Stated exercise 1: Decide whether each statement below agrees with the Punjabi Chole post, answering yes or no and quoting the deciding words of the post: (a) the chickpeas were soaked overnight for 10-12 hours; (b) the tea bag was left out this time; (c) the preparation time is 45 minutes.
Stated exercise 2: Repeat the stretch of the Punjabi Chole post from "This is the" through "and quite authentic." word for word.
Stated exercise 3: Summarize the Punjabi Chole post in two sentences.

Passage given:
((

Monday, December 28, 2009

Punjabi Chole

Nupur's Recipe Marathon - Day 4

Its Day 4 and I am elated. I got to know about so many nice blogs, bloggers and food writers on the blog scene. Its going great. Best part was the way bloggers cajole and motivate each other irrespective of timezones, tastes, choice of food. Thanks Nupur for hosting this event!

More often than not, if I go by statistics and patterns, I tend to eat loads of Punjabi Chole during winter. Well, this was just a silly observation. Come winter, its time for cakes and bakes, soups and warm finger food, spicy and chaat items. I had bought a packet of Garbanzo beans or Chickpeas a month back. There were still lying neatly in my Foodgrains rack begging to be used. I am on a pantry cleaning spree, so want to work towards optimising my resources and capitalise on all what I can benefit from (Now that's a little Management style of thought delivery). We both wanted a "proper" dinner. That's the term P uses when he wishes to be adamant about tagdaa khaana. I soaked the Chickpeas in the morning, since time was less vis-a-vis overnight conventional soaking for 10-12 hours I dropped in a pinch of baking soda and soaked in warm water (Mom's valuable tips come handy during such times).

This is the method I adopt to make Chole, the shortcut method with the basic tomato-onion-ginger gravy, a tea bag dipped in Chole for the blackish color and all the masala's required under the sun. This time around, I decided to settle for the authentic brown color and omit tea bag. I had Everest Chole Masala, just a few spoons left. Thought would use them as well. I also liked several versions of Chole, one of Srivalli's and the other of Anita's. Both are nice and quite authentic.

Preparation time: 45 minutes

Chickpeas or Garbanzo Beans - 2 cups
Onions (chopped) - 2 onions (large)

))

Data shown:

((

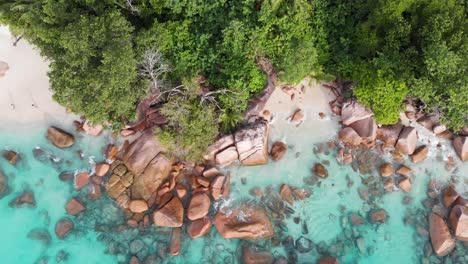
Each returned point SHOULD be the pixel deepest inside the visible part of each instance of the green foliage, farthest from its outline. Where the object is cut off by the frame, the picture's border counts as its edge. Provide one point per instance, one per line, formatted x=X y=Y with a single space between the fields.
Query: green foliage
x=192 y=126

))

Task response 1:
(a) No: "since time was less vis-a-vis overnight conventional soaking for 10-12 hours I dropped in a pinch of baking soda and soaked in warm water"
(b) Yes: "This time around, I decided to settle for the authentic brown color and omit tea bag."
(c) Yes: "Preparation time: 45 minutes"

Task response 2:
This is the method I adopt to make Chole, the shortcut method with the basic tomato-onion-ginger gravy, a tea bag dipped in Chole for the blackish color and all the masala's required under the sun. This time around, I decided to settle for the authentic brown color and omit tea bag. I had Everest Chole Masala, just a few spoons left. Thought would use them as well. I also liked several versions of Chole, one of Srivalli's and the other of Anita's. Both are nice and quite authentic.

Task response 3: Written on Day 4 of Nupur's Recipe Marathon, the post describes making Punjabi Chole from a packet of chickpeas bought a month earlier, soaked that morning in warm water with a pinch of baking soda because there was no time for overnight soaking. This time the author left out the usual tea bag in favor of the authentic brown color and used up the last few spoons of Everest Chole Masala.